BEGIN Text excerpt

Information for parents of disabled children

Thursday, January 28, 2010

Waiting On The World To Change

You'd have to have lived under a rock to miss the song by John Mayer Waiting on the World to Change. Yesterday, the boys and I took our regularly scheduled trip to Riley Children's Hospital. It's always an experience.

Medical care is quickly becoming my "Eleanor". Gone in Sixty Seconds supplied that reference. It was the car he couldn't ever manage to steal, the white unicorn. We're wondering how the heck we'll pay Riley, a hospital that's been so good to us, and we're wondering why it feels like stealing.  Something seems wrong when caring for the sick becomes a commodity.

Of course, doctors and nurses need a living wage. Hospitals have to pay for themselves, I understand, but that's not the system we have. Providers pull in massive profits. Having a child with Autism, you want the Corvette health care. Most families in our situation settle for the Impala or nothing at all. When your child needs medications, you take them to the doctor whether you can pay or not. You have to. It's debt or seizures. That's the choice. It's a choice that hurts.

Listening to the song that is the title of this article yesterday, I had to wonder if it's really the world or only us, Americans, who live this way. Maybe it's different elsewhere, and it only feels like the world to me.  Our son won't live on his own most likely, and having no  insurance now threatens everything. Statistically, his parents are more likely to die sooner rather than later. Forty percent more likely, I'm told. Who cares for him then? So, you see, medical care really is my "Eleanor". It's something so valuable we can't buy it. It's so necessary that it's life and death. That's why it feels like stealing.

END Text excerpt
BEGIN Available data

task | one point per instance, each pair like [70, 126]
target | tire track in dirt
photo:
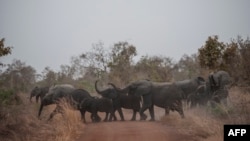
[130, 131]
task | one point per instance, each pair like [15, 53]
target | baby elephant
[94, 105]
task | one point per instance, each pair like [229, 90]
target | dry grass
[206, 123]
[20, 123]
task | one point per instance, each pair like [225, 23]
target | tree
[155, 68]
[120, 64]
[4, 50]
[210, 55]
[18, 76]
[49, 76]
[244, 49]
[187, 67]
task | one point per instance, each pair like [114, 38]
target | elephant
[214, 89]
[217, 86]
[162, 94]
[189, 86]
[121, 100]
[94, 105]
[199, 97]
[54, 94]
[72, 96]
[39, 93]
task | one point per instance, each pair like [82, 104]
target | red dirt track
[131, 131]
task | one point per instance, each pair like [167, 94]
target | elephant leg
[179, 107]
[142, 110]
[166, 111]
[57, 110]
[151, 112]
[95, 117]
[134, 115]
[83, 115]
[121, 114]
[37, 98]
[106, 117]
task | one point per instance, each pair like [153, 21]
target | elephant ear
[200, 80]
[141, 88]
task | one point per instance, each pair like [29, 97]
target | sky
[49, 32]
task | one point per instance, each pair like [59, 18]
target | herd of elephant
[138, 96]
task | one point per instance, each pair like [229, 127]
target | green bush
[6, 96]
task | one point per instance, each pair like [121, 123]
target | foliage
[188, 67]
[6, 96]
[4, 50]
[210, 54]
[155, 68]
[121, 61]
[18, 76]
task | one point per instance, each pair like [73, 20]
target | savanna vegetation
[18, 117]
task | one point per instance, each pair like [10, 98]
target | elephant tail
[122, 91]
[40, 109]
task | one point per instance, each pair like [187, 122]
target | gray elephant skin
[39, 93]
[164, 95]
[121, 100]
[189, 86]
[214, 90]
[54, 94]
[94, 105]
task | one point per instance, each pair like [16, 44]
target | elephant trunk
[40, 109]
[31, 97]
[98, 91]
[125, 90]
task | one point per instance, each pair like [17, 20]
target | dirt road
[131, 131]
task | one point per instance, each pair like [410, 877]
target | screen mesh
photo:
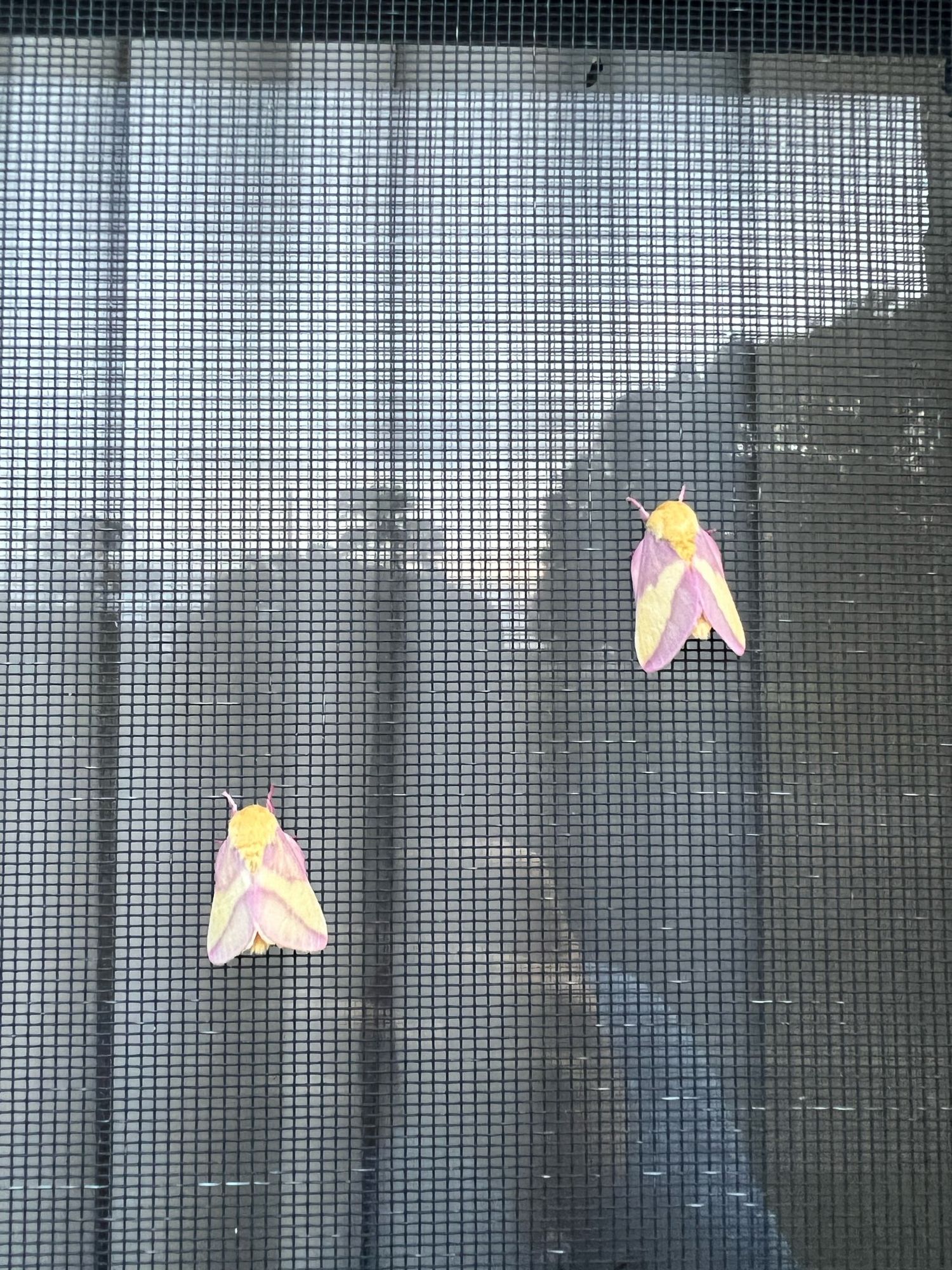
[333, 344]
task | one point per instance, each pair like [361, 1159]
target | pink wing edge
[284, 857]
[651, 558]
[709, 551]
[239, 933]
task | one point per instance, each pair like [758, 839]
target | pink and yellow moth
[681, 592]
[262, 893]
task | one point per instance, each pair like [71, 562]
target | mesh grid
[332, 347]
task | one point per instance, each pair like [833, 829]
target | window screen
[332, 347]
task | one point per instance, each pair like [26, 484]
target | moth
[681, 591]
[262, 893]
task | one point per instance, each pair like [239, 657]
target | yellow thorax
[251, 831]
[678, 525]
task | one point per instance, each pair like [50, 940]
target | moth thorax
[251, 831]
[678, 525]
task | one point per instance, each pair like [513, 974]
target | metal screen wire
[327, 370]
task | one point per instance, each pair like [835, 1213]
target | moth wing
[717, 600]
[284, 904]
[667, 603]
[232, 924]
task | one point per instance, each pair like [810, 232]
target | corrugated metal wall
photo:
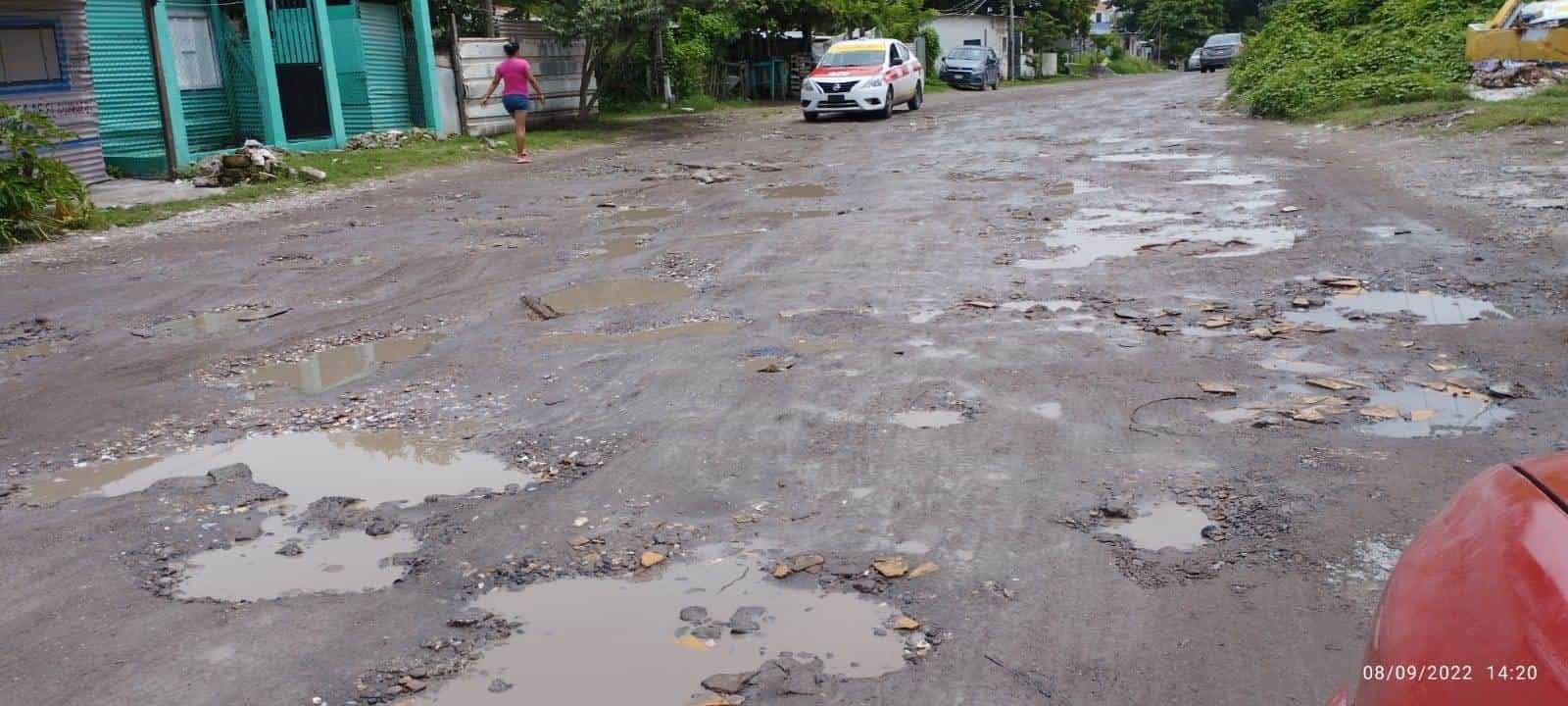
[556, 63]
[349, 52]
[209, 112]
[294, 33]
[68, 102]
[386, 67]
[239, 78]
[127, 96]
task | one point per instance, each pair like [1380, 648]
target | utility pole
[1011, 43]
[661, 80]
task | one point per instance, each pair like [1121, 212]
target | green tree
[38, 193]
[1181, 25]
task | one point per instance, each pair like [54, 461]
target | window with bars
[195, 54]
[28, 55]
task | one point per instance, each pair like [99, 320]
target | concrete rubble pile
[251, 164]
[389, 138]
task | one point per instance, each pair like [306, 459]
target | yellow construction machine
[1521, 31]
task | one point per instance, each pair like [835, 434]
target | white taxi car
[864, 76]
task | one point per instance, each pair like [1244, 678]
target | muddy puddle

END Available data

■ Exercise instructions
• A. In the blog post about paying for a disabled child's medical care, shorten the paragraph that begins "Of course, doctors and nurses need a living wage" into a short bulleted list that keeps its main points.
• B. Pick up the blog post about paying for a disabled child's medical care after its last sentence and keep it going.

■ Answers for each item
• A.
- Doctors and nurses need a living wage, and hospitals have to pay for themselves, but that isn't the system we have.
- Providers make massive profits.
- Parents of a child with Autism want the "Corvette" of health care, but most families settle for the "Impala" or nothing.
- When a child needs medications, you see the doctor whether you can pay or not.
- The choice is debt or seizures, and it hurts.

• B.
Looking at D, I wish he didn't have to depend on anyone because the world around him doesn't look like it's changing. He's always going to be in need of a commodity no one is willing to part with easily. America will always be dominated by the "boot strap" culture of the olden days. While there is much to be admired in those who can pull themselves up by their boot straps, some have no boots. What do they do? They wait. Good Samaritans rarely come along and are rarely sanctioned by our society. It's all very Darwinian. I wonder often at the espousal of this mindset by so many conservative Christians. It seems at odds with their values.

Hoping for reform of our medical system seems now like a naive notion only a child would have, like Santa or the Easter Bunny. It was improbable and unbelievable.  How could I have imagined America was ready to grow up and behave in a civilized way? It seems very foolish now.

I suppose the families trapped like ours in a world that excludes their children in many ways will go on doing what has to be done for those children. We'll keep going after "Eleanor", even if we have to steal it, because that's what parents do. Anything it takes.